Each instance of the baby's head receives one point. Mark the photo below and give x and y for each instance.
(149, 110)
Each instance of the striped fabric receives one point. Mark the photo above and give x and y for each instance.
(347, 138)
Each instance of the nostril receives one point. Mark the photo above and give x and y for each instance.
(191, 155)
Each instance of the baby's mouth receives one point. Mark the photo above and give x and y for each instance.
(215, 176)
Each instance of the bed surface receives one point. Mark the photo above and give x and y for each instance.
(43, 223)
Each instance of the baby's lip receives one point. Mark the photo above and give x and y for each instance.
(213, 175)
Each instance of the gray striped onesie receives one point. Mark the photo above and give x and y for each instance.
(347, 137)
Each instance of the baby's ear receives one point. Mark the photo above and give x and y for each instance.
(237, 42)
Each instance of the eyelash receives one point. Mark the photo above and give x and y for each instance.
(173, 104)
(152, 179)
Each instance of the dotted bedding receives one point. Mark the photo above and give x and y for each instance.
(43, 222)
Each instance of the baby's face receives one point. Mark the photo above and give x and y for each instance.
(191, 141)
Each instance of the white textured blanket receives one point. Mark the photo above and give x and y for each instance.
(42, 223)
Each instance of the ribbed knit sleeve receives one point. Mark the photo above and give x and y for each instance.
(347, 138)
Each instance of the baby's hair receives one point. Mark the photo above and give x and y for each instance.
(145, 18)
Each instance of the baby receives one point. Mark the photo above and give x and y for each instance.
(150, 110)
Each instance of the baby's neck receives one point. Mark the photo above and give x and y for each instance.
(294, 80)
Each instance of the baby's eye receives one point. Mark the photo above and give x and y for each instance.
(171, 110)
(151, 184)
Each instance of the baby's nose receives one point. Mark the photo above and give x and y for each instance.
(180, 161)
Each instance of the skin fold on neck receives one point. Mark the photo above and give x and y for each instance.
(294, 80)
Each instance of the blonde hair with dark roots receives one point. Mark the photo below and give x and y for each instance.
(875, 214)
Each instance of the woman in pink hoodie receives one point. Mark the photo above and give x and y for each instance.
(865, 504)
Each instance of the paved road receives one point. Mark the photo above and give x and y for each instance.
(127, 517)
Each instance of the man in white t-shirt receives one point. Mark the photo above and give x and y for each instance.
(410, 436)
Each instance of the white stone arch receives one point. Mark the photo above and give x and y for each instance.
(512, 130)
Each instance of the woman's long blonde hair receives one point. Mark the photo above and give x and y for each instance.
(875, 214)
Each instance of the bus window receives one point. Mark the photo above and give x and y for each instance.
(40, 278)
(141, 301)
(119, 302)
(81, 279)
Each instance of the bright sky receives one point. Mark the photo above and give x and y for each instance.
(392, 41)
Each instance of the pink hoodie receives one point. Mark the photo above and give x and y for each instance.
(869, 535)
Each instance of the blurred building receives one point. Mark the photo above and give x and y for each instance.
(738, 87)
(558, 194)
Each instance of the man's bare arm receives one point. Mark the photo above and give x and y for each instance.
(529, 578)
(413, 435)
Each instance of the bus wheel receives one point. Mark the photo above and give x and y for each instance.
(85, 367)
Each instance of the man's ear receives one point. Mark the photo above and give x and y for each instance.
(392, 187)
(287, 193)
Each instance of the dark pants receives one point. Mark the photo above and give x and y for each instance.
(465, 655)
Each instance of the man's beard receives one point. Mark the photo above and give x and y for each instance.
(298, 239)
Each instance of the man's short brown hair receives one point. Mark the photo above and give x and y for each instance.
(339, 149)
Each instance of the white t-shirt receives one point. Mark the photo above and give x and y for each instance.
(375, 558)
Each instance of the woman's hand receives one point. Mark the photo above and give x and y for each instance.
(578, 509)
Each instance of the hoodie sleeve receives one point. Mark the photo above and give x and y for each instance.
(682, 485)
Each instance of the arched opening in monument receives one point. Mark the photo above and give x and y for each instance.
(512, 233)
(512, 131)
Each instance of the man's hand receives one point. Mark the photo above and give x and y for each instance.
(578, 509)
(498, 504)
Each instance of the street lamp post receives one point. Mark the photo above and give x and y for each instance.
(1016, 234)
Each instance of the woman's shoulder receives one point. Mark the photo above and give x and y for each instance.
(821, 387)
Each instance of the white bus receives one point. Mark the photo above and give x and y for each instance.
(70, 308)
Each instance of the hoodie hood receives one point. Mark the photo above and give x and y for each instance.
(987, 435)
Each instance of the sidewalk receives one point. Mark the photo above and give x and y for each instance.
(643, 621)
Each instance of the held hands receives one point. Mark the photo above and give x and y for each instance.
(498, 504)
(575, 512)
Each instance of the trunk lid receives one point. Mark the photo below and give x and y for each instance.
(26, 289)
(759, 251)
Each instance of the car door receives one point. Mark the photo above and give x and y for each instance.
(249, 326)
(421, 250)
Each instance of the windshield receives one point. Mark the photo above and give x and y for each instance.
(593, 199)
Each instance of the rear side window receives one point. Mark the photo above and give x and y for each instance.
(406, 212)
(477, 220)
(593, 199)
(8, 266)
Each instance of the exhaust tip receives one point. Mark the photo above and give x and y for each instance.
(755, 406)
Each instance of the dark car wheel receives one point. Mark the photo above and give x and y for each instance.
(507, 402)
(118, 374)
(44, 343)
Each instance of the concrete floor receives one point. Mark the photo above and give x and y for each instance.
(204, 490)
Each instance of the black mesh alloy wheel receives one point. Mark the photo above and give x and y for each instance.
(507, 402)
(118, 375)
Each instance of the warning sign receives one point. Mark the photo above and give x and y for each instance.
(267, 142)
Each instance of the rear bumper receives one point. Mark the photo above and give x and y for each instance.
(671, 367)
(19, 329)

# # # # # # #

**Exercise:**
The answer should be exactly the lines from the one that contains "Each instance of the concrete" through the end of the entries, both ends included, and nothing besides.

**Answer section:**
Each instance of the concrete floor receives one point. Mark the photo above and give x and y for each instance.
(204, 490)
Each instance of the black mesh alloy wheel receives one point. Mark the photo above and give x and y for each instance.
(507, 402)
(118, 375)
Each instance of the warning sign receives one point. Mark the photo above and give x and y for each instance.
(267, 142)
Each instance of the rear bumper receives one point. Mark the photo above and give x and y for each instance.
(671, 367)
(19, 329)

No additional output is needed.